**SHORT TASK 1**
From the fly reel thread, return the passage starting with "They are well" and going on through "hit the water.", word for word.

◆ ◆ ◆ ◆ ◆

# Hatch Finatic Reels???



## Poononmyfly

Has anybody fished with these reels? Looking at a 7+ and wanted some feedback.


----------



## Tailingloop

I've fished the typhoon in 7+ and 9+ for a couple of years and been fishing a 7+ finatic for about 6 months. It feels noticeably lighter than the typhoon, more so than would be indicated by the published weights. 

They are well made solid reels with good drags. if you are budget conscious and looking for a reel for redfish and trout, you might be better served with one of the Lamson , Ross, or similar price point reels. 

If your gonna target jacks, albies, big smacks, etc and do it with an 8wt the Hatch may be worth the money. I prefer the Hatch over the Tibors and Nautilus but it's a personal preference - they are both good reels in a similar price range.


----------



## Poononmyfly

Thanks for the feedback TL. Just pulled the on it and ready to hit the water.

Good luck


----------



## Boboe

I watched a Hatch fail just 2 days ago. There was nothing weird going on. The essentially brand new reel seized up while fighting a fish. The angler had to remove the spool and fight the fish by hand. Inspection showed the spool frame was bent badly. The material was thin/weak enough that it could be bent back by hand. Perhaps this is a one-off type of problem, but it doesn't give me great confidence in the reel.


----------



## Coconut Groves

Boboe said:


> I watched a Hatch fail just 2 days ago. There was nothing weird going on. The essentially brand new reel seized up while fighting a fish. The angler had to remove the spool and fight the fish by hand. Inspection showed the spool frame was bent badly. The material was thin/weak enough that it could be bent back by hand. Perhaps this is a one-off type of problem, but it doesn't give me great confidence in the reel.


Not for that price. To be honest, they look great, but the price and weight are a turn off. You know what they say though about looks, a Yugo and Corvette both will get you there, but the Yugo won't get you laid.

◆ ◆ ◆ ◆ ◆

**SHORT TASK 2**
Locate every line in the listing below that contains the string "fence" and copy those lines out. Case counts.

◆ ◆ ◆ ◆ ◆

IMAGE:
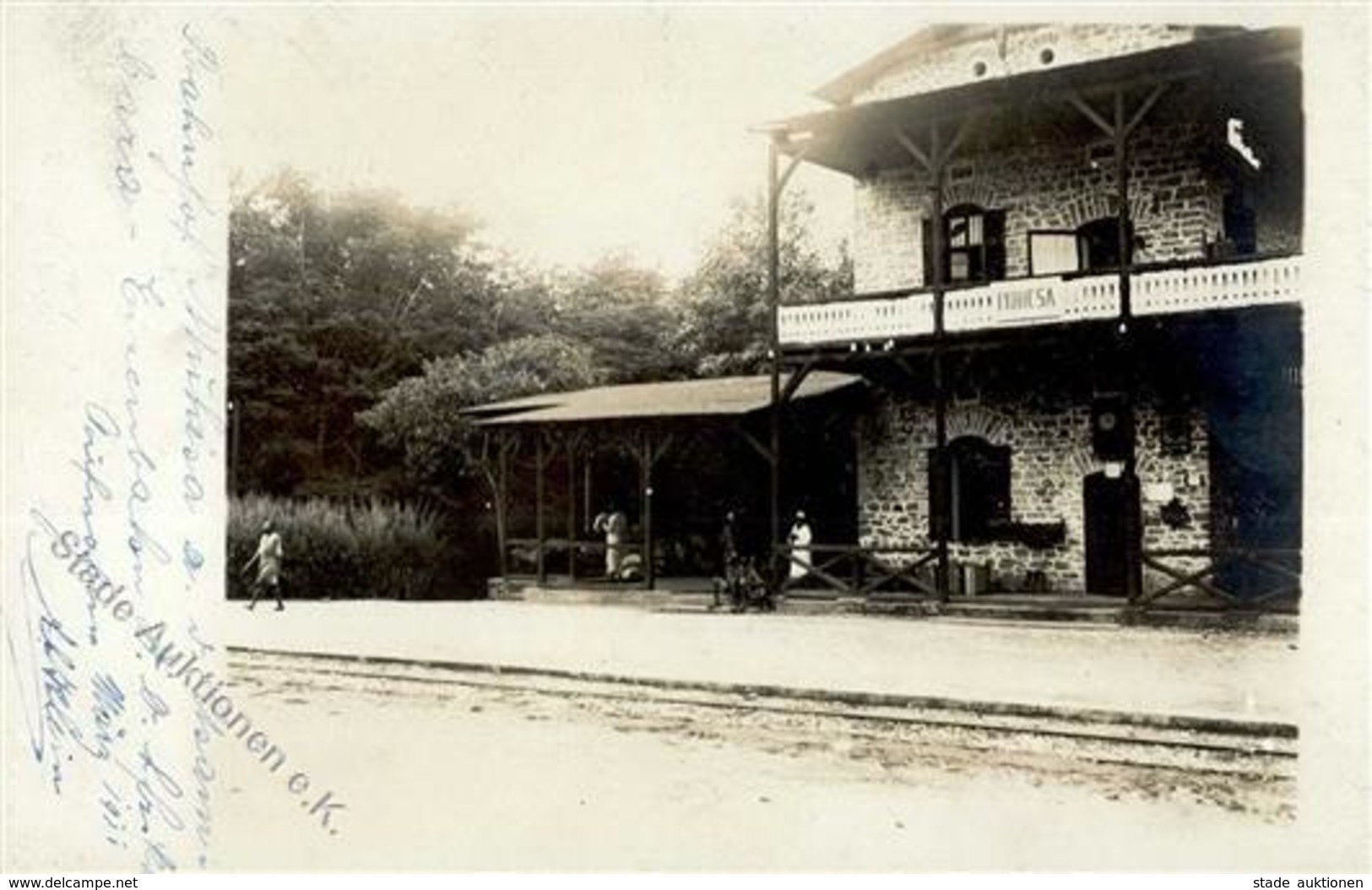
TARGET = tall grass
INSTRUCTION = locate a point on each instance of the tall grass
(340, 551)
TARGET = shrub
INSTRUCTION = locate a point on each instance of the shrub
(340, 551)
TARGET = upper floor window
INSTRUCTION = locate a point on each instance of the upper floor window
(973, 246)
(1098, 244)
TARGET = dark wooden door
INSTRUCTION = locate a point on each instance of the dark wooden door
(1113, 532)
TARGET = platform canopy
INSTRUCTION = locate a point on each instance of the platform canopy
(719, 397)
(858, 138)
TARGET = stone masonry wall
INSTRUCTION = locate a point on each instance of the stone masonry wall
(1025, 50)
(1174, 204)
(1049, 459)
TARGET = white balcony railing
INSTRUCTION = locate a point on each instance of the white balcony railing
(1044, 301)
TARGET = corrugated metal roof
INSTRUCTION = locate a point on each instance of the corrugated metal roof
(719, 397)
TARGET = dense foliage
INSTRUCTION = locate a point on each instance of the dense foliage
(342, 551)
(360, 327)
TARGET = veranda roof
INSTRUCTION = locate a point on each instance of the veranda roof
(720, 397)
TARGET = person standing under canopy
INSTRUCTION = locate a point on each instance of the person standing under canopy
(800, 540)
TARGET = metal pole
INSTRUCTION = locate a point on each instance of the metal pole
(941, 575)
(774, 351)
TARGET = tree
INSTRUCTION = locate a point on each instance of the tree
(724, 305)
(421, 415)
(621, 313)
(333, 299)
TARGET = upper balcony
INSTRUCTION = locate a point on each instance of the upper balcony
(1044, 301)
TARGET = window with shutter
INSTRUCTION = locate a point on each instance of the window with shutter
(974, 246)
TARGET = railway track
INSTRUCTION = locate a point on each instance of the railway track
(891, 729)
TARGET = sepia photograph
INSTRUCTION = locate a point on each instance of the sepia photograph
(667, 437)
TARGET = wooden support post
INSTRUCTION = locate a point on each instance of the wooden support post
(1132, 554)
(538, 507)
(571, 509)
(647, 468)
(501, 505)
(774, 355)
(941, 573)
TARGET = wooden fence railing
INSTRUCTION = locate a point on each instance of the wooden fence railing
(855, 571)
(1227, 578)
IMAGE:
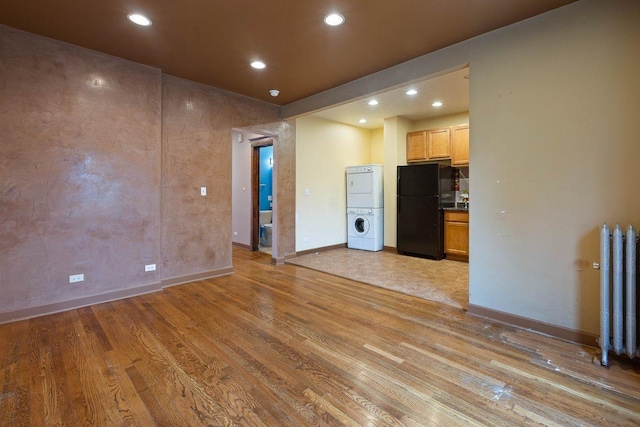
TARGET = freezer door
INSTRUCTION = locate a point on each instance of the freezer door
(420, 228)
(418, 180)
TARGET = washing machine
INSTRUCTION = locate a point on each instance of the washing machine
(364, 187)
(365, 228)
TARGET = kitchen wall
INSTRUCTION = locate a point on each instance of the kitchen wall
(102, 161)
(555, 103)
(395, 154)
(377, 146)
(554, 107)
(441, 121)
(324, 149)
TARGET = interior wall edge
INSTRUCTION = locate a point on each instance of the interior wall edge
(561, 332)
(181, 280)
(43, 310)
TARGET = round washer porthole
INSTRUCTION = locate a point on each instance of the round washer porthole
(361, 225)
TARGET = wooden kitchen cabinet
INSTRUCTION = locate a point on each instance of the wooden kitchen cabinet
(417, 146)
(460, 145)
(456, 235)
(438, 143)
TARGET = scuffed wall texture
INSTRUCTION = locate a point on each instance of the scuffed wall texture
(79, 171)
(197, 123)
(85, 179)
(555, 103)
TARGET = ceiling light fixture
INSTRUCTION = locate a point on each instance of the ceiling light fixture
(334, 19)
(139, 19)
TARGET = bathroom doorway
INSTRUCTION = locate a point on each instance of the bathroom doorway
(262, 162)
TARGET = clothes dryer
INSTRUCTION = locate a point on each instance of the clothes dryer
(364, 187)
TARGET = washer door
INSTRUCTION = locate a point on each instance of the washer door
(360, 225)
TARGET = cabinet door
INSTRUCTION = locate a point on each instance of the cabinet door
(417, 146)
(456, 238)
(439, 143)
(460, 145)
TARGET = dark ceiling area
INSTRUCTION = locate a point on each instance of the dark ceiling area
(214, 41)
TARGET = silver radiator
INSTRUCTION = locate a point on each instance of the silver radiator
(618, 293)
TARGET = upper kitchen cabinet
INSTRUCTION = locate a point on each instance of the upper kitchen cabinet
(417, 146)
(460, 145)
(439, 143)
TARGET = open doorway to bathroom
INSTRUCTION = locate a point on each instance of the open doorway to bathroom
(262, 194)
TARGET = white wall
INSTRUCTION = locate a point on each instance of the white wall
(395, 154)
(441, 121)
(555, 146)
(323, 151)
(377, 146)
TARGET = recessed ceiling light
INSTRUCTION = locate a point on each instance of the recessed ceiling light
(334, 19)
(136, 18)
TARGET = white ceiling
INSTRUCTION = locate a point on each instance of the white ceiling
(451, 89)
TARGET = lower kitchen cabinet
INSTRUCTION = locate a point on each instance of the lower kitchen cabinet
(456, 235)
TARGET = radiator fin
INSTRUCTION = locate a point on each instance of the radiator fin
(618, 292)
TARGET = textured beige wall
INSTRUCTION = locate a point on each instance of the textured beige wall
(79, 172)
(323, 151)
(395, 154)
(101, 160)
(197, 123)
(555, 108)
(377, 146)
(441, 121)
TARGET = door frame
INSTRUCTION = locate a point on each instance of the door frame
(256, 144)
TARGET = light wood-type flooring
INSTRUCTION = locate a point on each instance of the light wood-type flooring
(288, 346)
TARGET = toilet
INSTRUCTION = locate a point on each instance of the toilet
(265, 218)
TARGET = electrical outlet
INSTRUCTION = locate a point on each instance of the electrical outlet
(75, 278)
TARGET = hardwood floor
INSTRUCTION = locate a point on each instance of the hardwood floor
(287, 346)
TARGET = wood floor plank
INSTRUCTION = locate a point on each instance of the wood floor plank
(281, 345)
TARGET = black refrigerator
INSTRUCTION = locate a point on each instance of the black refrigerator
(422, 192)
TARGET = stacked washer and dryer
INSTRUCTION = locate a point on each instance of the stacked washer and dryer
(365, 208)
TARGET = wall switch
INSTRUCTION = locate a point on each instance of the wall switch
(75, 278)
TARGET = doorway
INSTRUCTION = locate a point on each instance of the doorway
(262, 162)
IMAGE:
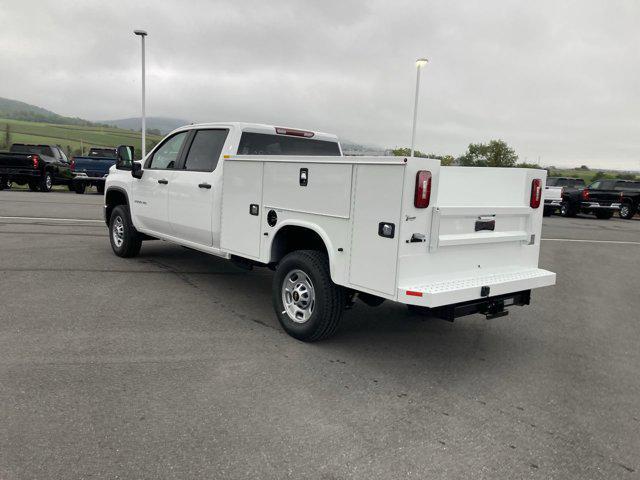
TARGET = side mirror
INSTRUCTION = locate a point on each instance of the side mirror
(124, 155)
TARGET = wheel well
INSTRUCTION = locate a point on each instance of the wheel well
(113, 198)
(291, 238)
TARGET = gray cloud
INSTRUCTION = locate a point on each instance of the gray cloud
(557, 80)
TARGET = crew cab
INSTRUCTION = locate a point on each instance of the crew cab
(335, 228)
(599, 198)
(92, 170)
(39, 166)
(555, 188)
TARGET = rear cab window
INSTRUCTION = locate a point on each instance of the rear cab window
(272, 144)
(205, 149)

◆ ◆ ◆ ◆ ◆

**WRITTEN REPLY 1**
They are well made solid reels with good drags. if you are budget conscious and looking for a reel for redfish and trout, you might be better served with one of the Lamson , Ross, or similar price point reels. 

If your gonna target jacks, albies, big smacks, etc and do it with an 8wt the Hatch may be worth the money. I prefer the Hatch over the Tibors and Nautilus but it's a personal preference - they are both good reels in a similar price range.


----------



## Poononmyfly

Thanks for the feedback TL. Just pulled the on it and ready to hit the water.

**WRITTEN REPLY 2**
TARGET = wooden fence railing
INSTRUCTION = locate a point on each instance of the wooden fence railing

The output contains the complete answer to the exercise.